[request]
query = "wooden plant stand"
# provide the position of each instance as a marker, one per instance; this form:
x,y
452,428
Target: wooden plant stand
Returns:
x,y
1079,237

########

Turn every line of the records above into a numbered list, leaving out any blank lines.

1. [request]
2. query = "wooden plant stand"
3. # provide the position of each instance as a marker, one per instance; this form:
4. x,y
5. 452,428
6. Target: wooden plant stand
7. Returns:
8. x,y
9. 1079,237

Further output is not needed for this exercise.